__Document excerpt__:
Credit: NPG

The demand for artificial tissues is high owing to a shortage of donor organs, but developing such tissues for clinical applications is challenging. Anthony Atala and colleagues have now made substantial progress in 3D printing of tissues of clinically relevant size and structural integrity by interlacing microchannels, thus improving survival of the embedded cells.

The custom designed Integrated Tissue and Organ Printing (ITOP) system consists of a sophisticated nozzle system with a resolution of 2–50 μm that deposits cell-laden hydrogels together with biodegradable polymers. The cell matrix — consisting of gelatin, fibrinogen, hyaluronic acid and glycerol — is optimized to promote cell survival and differentiation whilst providing support and uniform dispersion. Mechanical shape and strength is provided by poly(ɛ-caprolactone) polymers, which were chosen for their low melting temperature, and an external Pluronic F-127 layer. After printing, the addition of a thrombin solution induces crosslinking of the fibrinogen and the unlinked components, including the bio-incompatible Pluronic F-127 layer, are then washed away. Different printing patterns based on the placement of the polymer were developed and were aimed at achieving either a stable structure or protection against external load. To accurately shape the tissue constructs, CT or MRI data were used as input to drive a motion-generating software program.

“The most significant finding is the ability to maintain cell viability in a large tissue construct, possibly larger than any that have been produced by 3D printing technology thus far,” explains Daniel Grande, who is not an author on this study. Indeed, the maximum diffusion distance of nutrients and oxygen is just 100–200 μm, which considerably limits the size of tissue constructs and thus their clinical applicability. Atala explains that the ITOP system overcomes these challenges by printing microchannels that enable nutrients and oxygen to diffuse into the artificial tissues and keep the cells alive whilst the tissues develop their own system of blood vessels.

__Work item A__: Return the part of the 3D tissue printing article between "Credit: NPG" and "the embedded cells.", inclusive, word for word.
__Work item B__: Carry the 3D tissue printing article on from its final sentence.

__Extracted entries__:
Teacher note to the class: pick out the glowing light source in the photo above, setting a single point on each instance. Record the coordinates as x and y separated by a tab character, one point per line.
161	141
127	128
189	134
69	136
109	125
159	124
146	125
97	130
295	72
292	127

__Expected output A__:
Credit: NPG

The demand for artificial tissues is high owing to a shortage of donor organs, but developing such tissues for clinical applications is challenging. Anthony Atala and colleagues have now made substantial progress in 3D printing of tissues of clinically relevant size and structural integrity by interlacing microchannels, thus improving survival of the embedded cells.

__Expected output B__:
...the ITOP system overcomes previous limitations in tissue size, shape, structural integrity, cell survival and vascularization of bioprinted tissue constructs

As a proof of principle, the authors generated mandible and calvarial bone structures, ear cartilage and skeletal muscle. All tissues showed blood vessel infiltration and tissue formation at the centre of the constructs both in vitro and in vivo — much more than acellular scaffolds. Clinical–sized mandible constructs loaded with human amniotic fluid-derived stem cells showed >90% cell viability 1 day after printing and calcium deposition after 28-day culture in osteogenic conditions. Orthotopic implantation of similar calvarial bone constructs in rats showed better vascularization and bone tissue formation after 5 months, compared with the scaffold alone. To test complex shapes, a human-shaped ear was reconstructed based on CT scans. The implanted rabbit ear cartilage cells showed appropriate differentiation and cartilage deposition after 5-week chondrogenic culture. Ectopic transplantation of the 3D-printed ear in athymic mice for 2 months revealed maintenance of ear shape, cartilage deposition, cell differentiation and improvement of material strength, which suggest in vivo maturation of the construct.

Thus, the ITOP system overcomes previous limitations in tissue size, shape, structural integrity, cell survival and vascularization of bioprinted tissue constructs. “Although it is certainly a step in the right direction, the lack of material characterization might hamper clinical translation,” warns Grande. At this point, it is not yet clear whether the material is safe enough to be implanted in humans. To overcome these issues, the research group led by Atala is currently focusing on the production of tissues for human application, in addition to optimizing the technique to build more complex tissues and solid organs involving several cell types.